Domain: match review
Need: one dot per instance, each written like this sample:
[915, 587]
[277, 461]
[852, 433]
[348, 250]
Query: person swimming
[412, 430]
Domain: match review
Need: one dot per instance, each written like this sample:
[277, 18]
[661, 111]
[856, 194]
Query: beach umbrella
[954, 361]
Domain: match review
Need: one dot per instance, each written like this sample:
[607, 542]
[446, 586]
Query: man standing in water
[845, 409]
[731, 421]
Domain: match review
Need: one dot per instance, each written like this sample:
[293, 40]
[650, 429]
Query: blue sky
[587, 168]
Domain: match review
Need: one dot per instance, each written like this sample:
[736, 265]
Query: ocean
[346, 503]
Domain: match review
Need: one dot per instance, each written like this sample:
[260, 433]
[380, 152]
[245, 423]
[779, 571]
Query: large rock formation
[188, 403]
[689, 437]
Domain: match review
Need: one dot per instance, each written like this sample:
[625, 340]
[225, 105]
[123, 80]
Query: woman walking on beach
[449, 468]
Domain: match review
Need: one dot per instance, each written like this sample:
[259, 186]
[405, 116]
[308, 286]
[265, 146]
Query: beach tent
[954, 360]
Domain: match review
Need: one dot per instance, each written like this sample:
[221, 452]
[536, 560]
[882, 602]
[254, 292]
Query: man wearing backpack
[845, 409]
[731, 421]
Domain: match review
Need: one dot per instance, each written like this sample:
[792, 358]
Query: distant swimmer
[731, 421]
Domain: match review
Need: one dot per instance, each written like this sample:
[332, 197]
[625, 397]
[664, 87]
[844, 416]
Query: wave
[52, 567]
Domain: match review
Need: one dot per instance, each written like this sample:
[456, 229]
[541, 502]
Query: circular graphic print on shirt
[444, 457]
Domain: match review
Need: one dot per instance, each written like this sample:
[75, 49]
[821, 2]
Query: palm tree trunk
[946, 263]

--------

◆ Required task:
Repeat all the entries word for word.

◆ Answer in full:
Domain: match review
Need: one dot per instance, each written like this sample:
[915, 587]
[277, 461]
[852, 433]
[348, 250]
Query: person swimming
[412, 430]
Domain: match review
Need: one dot per instance, each written like this sample:
[277, 18]
[661, 111]
[856, 194]
Query: beach umbrella
[954, 361]
Domain: match review
Need: one dot per instance, each written like this sample:
[607, 542]
[446, 586]
Query: man standing in water
[845, 409]
[731, 421]
Domain: match review
Need: one dot per instance, each written like this sample:
[293, 40]
[650, 429]
Query: blue sky
[587, 168]
Domain: match review
Need: one dot per instance, each written like this sample:
[736, 265]
Query: ocean
[346, 503]
Domain: match review
Need: one dot per instance, each written like this sample:
[260, 433]
[380, 152]
[245, 423]
[779, 571]
Query: large rock formation
[188, 403]
[689, 437]
Domain: match review
Need: one dot per instance, each written like this sample:
[625, 340]
[225, 105]
[123, 80]
Query: woman walking on beach
[449, 468]
Domain: match review
Need: one dot per instance, each written like this sample:
[259, 186]
[405, 116]
[308, 286]
[265, 146]
Query: beach tent
[954, 360]
Domain: match review
Need: one dot per instance, each written like this sample:
[221, 452]
[536, 560]
[882, 602]
[254, 292]
Query: man wearing backpack
[845, 409]
[731, 421]
Domain: match review
Need: one dot per instance, each written like this sample:
[792, 358]
Query: distant swimmer
[731, 421]
Domain: match review
Need: one dot per instance, each written like this sample:
[332, 197]
[625, 397]
[664, 87]
[844, 416]
Query: wave
[52, 567]
Domain: match review
Need: one dot per instance, each written like this sample:
[456, 229]
[541, 502]
Query: circular graphic print on shirt
[444, 457]
Domain: match review
Need: one dot per instance, each written like this sample:
[75, 49]
[821, 2]
Query: palm tree trunk
[946, 263]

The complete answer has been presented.